* **Work required**: Tally every line of the listing where the string "coordinates" is found, and state the total alone.

------------------------------------------------------------

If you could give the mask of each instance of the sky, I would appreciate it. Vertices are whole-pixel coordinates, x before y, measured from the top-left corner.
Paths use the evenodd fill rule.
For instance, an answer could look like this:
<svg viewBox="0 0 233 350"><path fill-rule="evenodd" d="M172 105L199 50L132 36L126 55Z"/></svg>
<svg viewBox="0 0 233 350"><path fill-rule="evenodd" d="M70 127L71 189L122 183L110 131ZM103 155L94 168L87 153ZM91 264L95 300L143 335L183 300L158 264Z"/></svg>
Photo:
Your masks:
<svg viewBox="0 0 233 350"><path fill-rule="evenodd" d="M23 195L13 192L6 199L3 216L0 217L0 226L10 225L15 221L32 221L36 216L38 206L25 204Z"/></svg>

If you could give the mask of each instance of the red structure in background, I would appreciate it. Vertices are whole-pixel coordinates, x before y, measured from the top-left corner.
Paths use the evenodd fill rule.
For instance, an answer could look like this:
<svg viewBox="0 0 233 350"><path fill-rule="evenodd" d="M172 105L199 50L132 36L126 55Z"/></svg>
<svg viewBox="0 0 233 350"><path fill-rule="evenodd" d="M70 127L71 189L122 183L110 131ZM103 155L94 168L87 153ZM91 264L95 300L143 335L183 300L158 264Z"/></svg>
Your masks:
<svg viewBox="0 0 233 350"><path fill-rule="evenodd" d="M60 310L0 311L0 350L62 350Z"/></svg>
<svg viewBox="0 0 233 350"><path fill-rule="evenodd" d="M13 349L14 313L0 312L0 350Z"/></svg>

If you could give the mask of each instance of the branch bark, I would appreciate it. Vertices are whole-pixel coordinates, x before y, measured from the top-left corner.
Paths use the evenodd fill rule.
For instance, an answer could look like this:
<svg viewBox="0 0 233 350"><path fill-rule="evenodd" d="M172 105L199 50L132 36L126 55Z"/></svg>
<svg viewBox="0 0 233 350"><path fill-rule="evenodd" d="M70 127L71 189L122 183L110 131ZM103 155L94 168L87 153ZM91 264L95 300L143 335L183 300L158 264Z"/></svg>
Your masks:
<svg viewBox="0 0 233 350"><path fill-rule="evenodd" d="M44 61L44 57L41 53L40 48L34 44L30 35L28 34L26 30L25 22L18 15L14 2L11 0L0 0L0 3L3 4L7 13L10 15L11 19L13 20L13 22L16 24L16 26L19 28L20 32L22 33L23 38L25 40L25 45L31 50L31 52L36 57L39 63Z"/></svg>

------------------------------------------------------------

* **Response to the task**: 3